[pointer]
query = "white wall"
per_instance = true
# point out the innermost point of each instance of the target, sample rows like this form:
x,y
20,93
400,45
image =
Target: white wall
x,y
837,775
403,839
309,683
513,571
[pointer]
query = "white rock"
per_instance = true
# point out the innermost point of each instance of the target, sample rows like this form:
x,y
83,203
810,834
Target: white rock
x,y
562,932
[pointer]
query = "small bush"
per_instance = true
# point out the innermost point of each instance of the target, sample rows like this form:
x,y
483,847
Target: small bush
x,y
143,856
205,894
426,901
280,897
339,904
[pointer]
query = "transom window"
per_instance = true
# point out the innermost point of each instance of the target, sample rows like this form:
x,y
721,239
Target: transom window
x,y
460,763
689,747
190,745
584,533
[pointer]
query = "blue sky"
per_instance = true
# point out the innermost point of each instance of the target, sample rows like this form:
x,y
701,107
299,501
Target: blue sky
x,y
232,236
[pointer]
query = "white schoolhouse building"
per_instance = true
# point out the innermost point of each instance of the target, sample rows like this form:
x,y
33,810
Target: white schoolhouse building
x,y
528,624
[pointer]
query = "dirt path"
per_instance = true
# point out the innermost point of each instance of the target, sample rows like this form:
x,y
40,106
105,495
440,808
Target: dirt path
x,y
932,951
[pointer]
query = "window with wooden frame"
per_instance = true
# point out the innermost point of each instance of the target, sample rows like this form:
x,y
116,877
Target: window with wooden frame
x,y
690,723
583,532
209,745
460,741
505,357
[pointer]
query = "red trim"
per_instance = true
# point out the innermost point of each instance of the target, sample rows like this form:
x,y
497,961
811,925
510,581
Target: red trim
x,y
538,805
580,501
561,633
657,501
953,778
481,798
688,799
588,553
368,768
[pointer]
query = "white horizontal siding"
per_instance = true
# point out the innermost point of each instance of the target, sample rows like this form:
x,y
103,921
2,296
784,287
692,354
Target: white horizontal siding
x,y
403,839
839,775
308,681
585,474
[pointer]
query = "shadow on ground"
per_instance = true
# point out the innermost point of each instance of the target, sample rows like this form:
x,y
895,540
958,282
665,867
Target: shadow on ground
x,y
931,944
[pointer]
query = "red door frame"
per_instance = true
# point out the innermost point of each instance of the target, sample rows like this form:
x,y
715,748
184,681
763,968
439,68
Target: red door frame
++++++
Pull out every line of the rows above that contains the string "with", and reproduce each such line unchanged.

query = "window with wooden frame"
Target: window with wooden frame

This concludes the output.